### Work instructions
Each line of the data below goes into the copy exactly; pictures do not.

--------------------

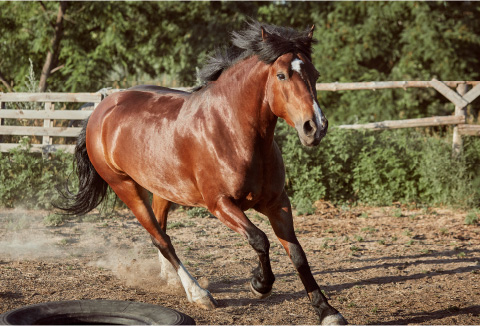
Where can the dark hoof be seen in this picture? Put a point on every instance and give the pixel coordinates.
(336, 319)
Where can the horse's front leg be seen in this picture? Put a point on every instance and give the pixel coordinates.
(232, 216)
(280, 216)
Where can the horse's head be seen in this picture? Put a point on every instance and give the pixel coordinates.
(292, 96)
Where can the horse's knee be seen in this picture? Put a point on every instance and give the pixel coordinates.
(297, 255)
(259, 242)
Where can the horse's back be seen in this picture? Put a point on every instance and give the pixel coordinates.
(156, 89)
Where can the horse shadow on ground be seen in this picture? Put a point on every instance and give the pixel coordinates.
(421, 317)
(241, 284)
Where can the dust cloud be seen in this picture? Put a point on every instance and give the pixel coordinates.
(24, 236)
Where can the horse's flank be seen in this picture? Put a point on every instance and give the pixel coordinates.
(183, 141)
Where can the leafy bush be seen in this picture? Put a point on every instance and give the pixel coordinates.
(380, 168)
(31, 181)
(375, 168)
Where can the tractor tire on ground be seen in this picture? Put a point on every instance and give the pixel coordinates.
(90, 312)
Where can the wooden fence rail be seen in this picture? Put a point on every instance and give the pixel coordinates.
(460, 98)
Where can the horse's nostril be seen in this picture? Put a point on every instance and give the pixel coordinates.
(309, 128)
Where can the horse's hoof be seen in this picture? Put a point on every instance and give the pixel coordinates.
(258, 294)
(207, 302)
(336, 319)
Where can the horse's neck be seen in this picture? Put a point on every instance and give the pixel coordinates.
(243, 88)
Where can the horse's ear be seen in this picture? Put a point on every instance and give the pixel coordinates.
(310, 34)
(265, 35)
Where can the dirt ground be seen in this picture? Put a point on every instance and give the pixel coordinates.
(391, 265)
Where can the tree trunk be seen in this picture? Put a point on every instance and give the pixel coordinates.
(52, 55)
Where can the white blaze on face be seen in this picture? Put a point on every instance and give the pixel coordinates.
(296, 65)
(318, 115)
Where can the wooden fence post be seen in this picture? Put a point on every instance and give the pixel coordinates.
(457, 142)
(47, 123)
(2, 106)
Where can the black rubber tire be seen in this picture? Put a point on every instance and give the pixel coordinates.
(98, 312)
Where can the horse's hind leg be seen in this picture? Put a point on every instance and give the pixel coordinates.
(280, 216)
(232, 216)
(136, 198)
(160, 208)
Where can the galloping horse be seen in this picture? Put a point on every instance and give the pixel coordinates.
(212, 148)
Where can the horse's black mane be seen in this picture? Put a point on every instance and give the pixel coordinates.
(248, 42)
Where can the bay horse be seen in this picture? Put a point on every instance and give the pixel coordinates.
(213, 147)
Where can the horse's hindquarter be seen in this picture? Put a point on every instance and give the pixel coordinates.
(137, 134)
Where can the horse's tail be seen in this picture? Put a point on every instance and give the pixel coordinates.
(92, 188)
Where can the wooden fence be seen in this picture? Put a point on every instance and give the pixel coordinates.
(460, 99)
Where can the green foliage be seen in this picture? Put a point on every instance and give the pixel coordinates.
(379, 168)
(28, 180)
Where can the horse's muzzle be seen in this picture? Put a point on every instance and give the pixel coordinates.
(310, 133)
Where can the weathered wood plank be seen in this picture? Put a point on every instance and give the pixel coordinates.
(450, 94)
(408, 123)
(50, 97)
(38, 148)
(383, 85)
(47, 123)
(40, 131)
(469, 130)
(43, 114)
(460, 111)
(472, 94)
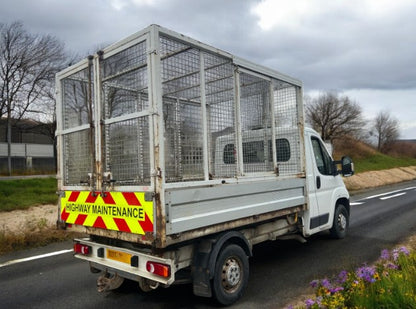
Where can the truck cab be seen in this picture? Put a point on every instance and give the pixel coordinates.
(328, 198)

--------------------

### Answer for this exercise
Where can the dark hoof be seen in this picture? Put a point on every instance and give the pixel coordinates.
(336, 319)
Where can the horse's front leg be seen in this picture? Put a point on every instance and give the pixel coordinates.
(232, 216)
(280, 216)
Where can the horse's head be seen in this picture? Put a point on every instance and give the pixel coordinates.
(292, 96)
Where can the horse's knee be seen in this picture? Put a point on every instance and give the pixel coordinates.
(297, 255)
(259, 242)
Where can the horse's back be seen in this picture? Put a point on every instance and give the pixel coordinates.
(156, 89)
Where can the horse shadow on ground be seen in this picture? Put a point on every instance and give the pixel coordinates.
(421, 317)
(241, 284)
Where can the dust cloud be seen in this picture? Put a point on every instance and give the pixel coordinates.
(24, 236)
Where can the horse's flank be seen in this picture? Put a point on every instance and give the pixel coordinates.
(183, 141)
Where can the leafy bush be seen in this picture? Put a point on every instance and give the pixel coordinates.
(380, 168)
(31, 181)
(375, 168)
Where can the tractor tire on ground be seen in this picture? Put a point on every instance and give the pixel coordinates.
(90, 312)
Where can the wooden fence rail be seen in this picture? Put a point on every instance and give the pixel coordinates.
(460, 98)
Where can the horse's nostril be seen in this picture? Put a point on every instance and give the pixel coordinates.
(309, 128)
Where can the horse's hoof be seen in this picture? Put a point on every instance and give the pixel coordinates.
(258, 294)
(207, 302)
(336, 319)
Where can the horse's neck be seen in this picture? Put a point on every instance and give the pixel coordinates.
(243, 88)
Where can the horse's ear be seen in this picture? Put a point on every instance and give the pixel coordinates.
(310, 34)
(265, 35)
Where can the dirt ground be seen in this picture? Put a point on every instance and give the pixel coordinates.
(391, 265)
Where can the tree trunk be seen in this picture? Put a point on every instance and give the pixel coordinates.
(52, 55)
Where can the white blaze on face be seen in this picture? Put a point on every instance and give the pixel coordinates.
(296, 65)
(318, 115)
Where can the wooden fence post be seen in this picture? Put a point on every instance and give the pixel coordinates.
(457, 142)
(47, 123)
(2, 106)
Where can the black rubber tire be seen in this picture? Put a point on every instance and give the pixel coordinates.
(98, 312)
Where can the horse's hind leg be seen in this picture? Put a point on every instance and give the pixel coordinates.
(280, 216)
(232, 216)
(136, 198)
(160, 208)
Where can the galloping horse be seen in this picture? Put a point on every instance and give the pixel coordinates.
(212, 148)
Where can the horse's black mane be seen in this picture? Put a point on every instance and give the pixel coordinates.
(248, 42)
Where can the bay horse be seen in this picture? Put a point on every instance and give the pixel coordinates.
(213, 147)
Where can the horse's hindquarter be seen in this picture? Put a point on every instance and give the pixel coordinates.
(137, 134)
Where can the horse's tail be seen in this picture? Put a point on every instance and give the pixel coordinates.
(92, 188)
Where can the wooden fence be seen in this picture? Put a point on every instance and give the pixel coordinates.
(460, 99)
Where can the green foliage be seen in this picture? Put a point on every instance and give the pixel coordinates.
(379, 168)
(28, 180)
Where can the horse's muzzle be seen in this picture? Put a point on every instance and give the pixel coordinates.
(310, 133)
Where can the weathered wood plank be seen in this picture? Put a point on every instance and give the pixel coordinates.
(450, 94)
(408, 123)
(50, 97)
(38, 148)
(383, 85)
(47, 123)
(40, 131)
(469, 130)
(43, 114)
(460, 111)
(472, 94)
Where can the truck cab be seen in this picture? Put a point on every instance and give the pixel coordinates.
(328, 198)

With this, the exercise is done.